Exercise brief: Gather every line in the listing below that contains the word "headlight", and copy each of those lines out.

Data:
-- START --

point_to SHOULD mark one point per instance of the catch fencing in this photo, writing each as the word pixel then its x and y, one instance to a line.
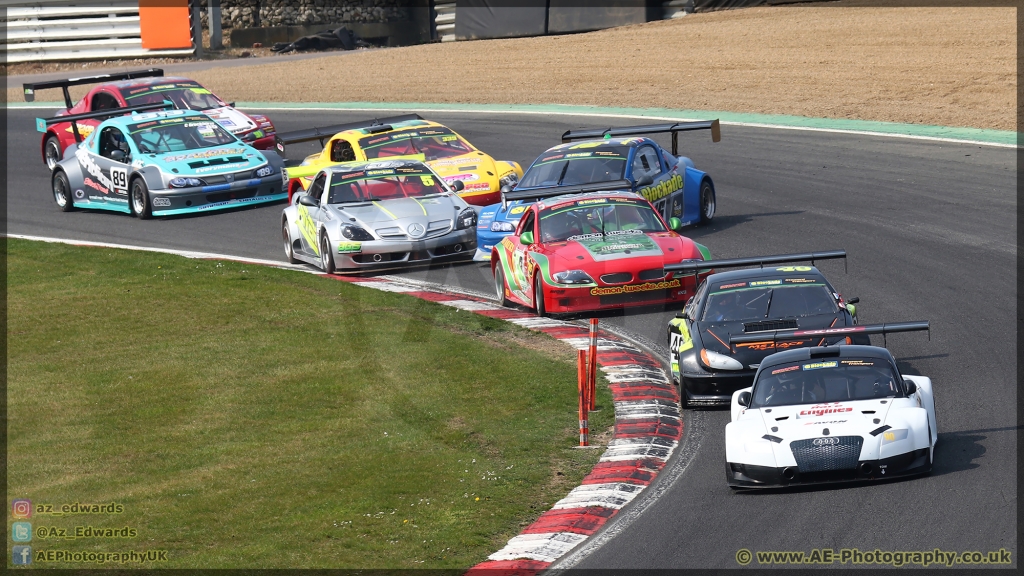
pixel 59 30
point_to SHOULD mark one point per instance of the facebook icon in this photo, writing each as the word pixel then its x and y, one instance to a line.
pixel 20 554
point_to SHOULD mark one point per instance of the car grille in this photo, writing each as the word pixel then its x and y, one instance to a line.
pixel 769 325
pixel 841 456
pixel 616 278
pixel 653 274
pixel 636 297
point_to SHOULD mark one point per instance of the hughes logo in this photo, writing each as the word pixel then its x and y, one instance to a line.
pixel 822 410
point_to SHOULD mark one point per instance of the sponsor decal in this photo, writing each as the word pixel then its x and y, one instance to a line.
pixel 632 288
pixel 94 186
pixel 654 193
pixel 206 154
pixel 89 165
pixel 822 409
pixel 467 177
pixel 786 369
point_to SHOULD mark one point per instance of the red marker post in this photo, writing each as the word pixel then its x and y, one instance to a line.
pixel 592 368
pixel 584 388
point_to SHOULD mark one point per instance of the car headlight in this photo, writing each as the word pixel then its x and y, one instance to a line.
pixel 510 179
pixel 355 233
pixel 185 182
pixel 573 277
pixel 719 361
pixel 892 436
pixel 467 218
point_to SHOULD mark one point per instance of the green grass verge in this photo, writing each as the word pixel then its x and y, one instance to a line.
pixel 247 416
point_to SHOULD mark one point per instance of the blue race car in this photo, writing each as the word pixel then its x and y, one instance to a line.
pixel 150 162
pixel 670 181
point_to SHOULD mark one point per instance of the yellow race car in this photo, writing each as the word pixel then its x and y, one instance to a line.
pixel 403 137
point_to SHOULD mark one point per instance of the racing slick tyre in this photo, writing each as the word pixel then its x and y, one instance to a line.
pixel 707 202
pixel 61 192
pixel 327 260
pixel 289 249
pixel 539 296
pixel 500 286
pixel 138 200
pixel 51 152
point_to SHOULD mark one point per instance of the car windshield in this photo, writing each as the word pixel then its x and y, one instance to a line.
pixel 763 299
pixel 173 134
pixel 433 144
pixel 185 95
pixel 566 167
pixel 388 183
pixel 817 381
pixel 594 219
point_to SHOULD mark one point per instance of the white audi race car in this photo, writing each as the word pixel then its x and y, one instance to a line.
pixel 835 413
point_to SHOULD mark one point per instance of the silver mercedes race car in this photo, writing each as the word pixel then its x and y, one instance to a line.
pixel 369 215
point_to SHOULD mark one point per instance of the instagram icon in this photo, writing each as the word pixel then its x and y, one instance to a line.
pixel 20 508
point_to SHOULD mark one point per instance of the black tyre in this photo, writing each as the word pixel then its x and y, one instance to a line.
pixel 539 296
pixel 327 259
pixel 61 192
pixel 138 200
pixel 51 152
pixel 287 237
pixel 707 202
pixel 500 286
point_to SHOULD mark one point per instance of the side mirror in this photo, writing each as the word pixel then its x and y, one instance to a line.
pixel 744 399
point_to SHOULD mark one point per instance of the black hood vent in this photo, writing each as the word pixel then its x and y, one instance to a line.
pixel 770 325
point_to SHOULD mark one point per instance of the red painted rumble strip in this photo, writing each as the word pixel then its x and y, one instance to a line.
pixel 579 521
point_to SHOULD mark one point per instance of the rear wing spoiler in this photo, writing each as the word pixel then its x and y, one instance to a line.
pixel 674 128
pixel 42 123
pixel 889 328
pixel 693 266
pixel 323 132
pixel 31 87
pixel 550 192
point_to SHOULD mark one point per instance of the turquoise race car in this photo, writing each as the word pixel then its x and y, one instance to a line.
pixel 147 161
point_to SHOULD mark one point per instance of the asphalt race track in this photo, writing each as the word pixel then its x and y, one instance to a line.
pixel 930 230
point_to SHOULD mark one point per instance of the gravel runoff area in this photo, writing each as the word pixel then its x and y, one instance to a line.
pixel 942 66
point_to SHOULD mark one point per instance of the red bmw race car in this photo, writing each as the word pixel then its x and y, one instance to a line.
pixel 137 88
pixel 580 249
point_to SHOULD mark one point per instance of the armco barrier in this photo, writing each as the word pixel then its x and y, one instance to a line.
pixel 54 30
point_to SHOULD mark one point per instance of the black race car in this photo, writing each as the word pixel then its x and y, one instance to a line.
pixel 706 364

-- END --
-- START --

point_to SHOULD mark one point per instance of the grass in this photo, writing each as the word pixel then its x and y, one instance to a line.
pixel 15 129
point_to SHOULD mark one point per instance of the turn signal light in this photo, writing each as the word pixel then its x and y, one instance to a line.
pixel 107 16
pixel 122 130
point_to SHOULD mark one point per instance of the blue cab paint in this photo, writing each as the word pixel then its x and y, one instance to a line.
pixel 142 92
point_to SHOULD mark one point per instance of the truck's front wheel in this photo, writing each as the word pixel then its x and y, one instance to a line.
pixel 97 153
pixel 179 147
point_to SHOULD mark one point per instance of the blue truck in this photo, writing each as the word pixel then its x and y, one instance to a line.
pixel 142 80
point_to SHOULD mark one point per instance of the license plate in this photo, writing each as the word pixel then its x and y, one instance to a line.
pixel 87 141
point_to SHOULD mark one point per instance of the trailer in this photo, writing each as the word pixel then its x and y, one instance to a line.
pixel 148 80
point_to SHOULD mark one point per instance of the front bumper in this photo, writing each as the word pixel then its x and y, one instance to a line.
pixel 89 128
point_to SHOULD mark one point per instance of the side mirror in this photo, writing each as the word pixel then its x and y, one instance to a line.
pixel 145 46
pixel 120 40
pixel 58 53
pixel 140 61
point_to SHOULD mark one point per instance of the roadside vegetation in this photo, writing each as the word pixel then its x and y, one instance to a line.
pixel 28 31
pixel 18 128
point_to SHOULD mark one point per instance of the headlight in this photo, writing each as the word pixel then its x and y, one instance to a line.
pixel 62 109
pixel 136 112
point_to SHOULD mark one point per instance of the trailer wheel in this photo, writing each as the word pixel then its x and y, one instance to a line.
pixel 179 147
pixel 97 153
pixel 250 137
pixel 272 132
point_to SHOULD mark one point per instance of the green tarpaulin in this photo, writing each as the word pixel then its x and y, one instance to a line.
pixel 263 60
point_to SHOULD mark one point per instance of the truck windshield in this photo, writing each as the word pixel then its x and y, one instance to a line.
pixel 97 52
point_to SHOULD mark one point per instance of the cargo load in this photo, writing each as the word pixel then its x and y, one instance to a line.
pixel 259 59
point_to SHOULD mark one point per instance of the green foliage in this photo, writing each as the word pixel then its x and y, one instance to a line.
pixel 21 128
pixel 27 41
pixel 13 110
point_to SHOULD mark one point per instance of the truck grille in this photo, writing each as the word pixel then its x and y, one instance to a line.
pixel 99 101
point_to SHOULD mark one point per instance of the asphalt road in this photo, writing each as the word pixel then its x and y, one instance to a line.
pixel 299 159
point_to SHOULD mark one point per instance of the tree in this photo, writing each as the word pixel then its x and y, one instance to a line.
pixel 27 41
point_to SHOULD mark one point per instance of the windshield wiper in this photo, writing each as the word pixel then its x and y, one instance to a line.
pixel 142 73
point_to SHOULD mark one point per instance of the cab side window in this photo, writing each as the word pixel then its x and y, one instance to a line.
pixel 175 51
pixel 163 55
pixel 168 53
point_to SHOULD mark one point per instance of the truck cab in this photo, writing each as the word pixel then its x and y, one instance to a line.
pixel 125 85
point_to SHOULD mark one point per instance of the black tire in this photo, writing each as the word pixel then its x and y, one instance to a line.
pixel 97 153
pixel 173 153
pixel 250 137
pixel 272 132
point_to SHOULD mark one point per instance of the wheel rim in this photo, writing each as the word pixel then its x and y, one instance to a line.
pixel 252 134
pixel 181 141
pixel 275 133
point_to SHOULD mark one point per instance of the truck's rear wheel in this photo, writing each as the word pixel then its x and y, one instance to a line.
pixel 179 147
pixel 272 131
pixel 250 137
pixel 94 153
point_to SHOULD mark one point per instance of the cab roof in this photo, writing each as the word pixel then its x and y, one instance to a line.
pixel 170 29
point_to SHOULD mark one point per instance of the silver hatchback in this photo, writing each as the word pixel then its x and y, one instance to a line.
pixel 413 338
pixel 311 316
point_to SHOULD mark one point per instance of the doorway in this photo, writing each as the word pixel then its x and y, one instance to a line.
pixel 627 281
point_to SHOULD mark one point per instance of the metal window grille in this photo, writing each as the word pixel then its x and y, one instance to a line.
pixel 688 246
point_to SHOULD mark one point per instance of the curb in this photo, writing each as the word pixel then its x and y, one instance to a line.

-- END --
-- START --

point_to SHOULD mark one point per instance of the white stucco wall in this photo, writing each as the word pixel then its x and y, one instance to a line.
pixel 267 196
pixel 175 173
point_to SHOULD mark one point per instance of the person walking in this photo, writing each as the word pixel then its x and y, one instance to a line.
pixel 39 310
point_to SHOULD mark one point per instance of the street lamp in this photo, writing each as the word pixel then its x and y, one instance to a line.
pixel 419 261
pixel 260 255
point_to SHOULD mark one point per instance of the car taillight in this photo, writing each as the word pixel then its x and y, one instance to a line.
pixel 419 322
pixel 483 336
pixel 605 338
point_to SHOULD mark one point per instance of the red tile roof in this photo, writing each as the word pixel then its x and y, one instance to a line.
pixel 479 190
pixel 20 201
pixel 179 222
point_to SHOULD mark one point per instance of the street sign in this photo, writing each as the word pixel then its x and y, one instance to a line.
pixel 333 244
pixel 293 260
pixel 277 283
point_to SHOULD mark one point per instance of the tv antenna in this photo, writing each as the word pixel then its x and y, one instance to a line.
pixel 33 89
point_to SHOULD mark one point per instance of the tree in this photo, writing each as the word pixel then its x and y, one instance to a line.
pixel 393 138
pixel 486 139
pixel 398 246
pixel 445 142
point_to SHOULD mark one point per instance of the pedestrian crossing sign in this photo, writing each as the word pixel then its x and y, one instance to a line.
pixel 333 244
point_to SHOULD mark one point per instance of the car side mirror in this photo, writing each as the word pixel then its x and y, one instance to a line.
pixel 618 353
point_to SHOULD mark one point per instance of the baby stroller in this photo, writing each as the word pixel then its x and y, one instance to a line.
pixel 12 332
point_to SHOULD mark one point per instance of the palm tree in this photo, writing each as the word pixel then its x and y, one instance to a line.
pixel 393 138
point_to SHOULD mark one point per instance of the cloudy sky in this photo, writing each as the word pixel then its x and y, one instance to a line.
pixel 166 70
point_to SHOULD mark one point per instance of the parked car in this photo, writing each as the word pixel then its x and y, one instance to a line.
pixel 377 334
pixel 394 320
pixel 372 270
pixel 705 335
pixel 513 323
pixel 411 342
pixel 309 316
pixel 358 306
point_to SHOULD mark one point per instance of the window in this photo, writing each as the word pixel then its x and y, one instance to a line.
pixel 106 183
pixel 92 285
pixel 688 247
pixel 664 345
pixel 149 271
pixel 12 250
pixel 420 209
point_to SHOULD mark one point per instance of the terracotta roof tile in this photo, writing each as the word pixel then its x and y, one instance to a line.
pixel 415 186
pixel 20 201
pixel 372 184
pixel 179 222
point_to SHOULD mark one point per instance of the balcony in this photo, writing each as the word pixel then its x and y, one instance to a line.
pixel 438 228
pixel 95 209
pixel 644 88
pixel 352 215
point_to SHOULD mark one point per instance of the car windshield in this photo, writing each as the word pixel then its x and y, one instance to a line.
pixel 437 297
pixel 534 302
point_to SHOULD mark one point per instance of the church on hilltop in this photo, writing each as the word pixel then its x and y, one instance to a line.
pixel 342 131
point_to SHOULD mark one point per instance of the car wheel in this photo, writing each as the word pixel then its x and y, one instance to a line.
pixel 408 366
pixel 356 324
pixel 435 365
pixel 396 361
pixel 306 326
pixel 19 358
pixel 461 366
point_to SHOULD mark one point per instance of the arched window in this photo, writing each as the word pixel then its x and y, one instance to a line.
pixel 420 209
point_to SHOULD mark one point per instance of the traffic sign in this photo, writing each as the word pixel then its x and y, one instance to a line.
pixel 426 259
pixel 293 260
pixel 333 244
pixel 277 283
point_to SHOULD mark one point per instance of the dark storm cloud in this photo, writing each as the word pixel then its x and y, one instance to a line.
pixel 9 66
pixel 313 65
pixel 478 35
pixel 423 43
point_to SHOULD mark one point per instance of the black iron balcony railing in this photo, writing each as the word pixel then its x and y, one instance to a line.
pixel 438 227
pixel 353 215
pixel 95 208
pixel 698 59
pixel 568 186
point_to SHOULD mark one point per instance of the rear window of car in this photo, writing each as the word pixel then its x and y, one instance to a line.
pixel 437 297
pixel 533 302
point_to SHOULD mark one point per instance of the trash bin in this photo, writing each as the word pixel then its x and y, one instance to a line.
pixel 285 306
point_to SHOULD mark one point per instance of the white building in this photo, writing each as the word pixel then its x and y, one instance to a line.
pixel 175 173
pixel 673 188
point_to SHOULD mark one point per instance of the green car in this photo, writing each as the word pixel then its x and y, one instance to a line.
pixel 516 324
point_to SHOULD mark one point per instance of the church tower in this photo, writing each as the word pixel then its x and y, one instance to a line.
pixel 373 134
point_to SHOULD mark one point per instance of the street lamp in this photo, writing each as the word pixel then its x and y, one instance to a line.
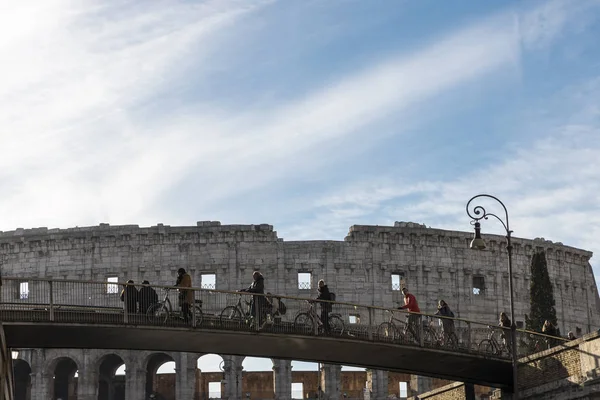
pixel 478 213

-- END --

Worked solution:
point_to SHOULD mark one point per instance of the car headlight in this photo, writing each as the word pixel then its x and y, one instance to a line.
point_to SHOULD mark one point per instance of the headlight in this photo, writing each as the word pixel then its x and y, one instance to a line.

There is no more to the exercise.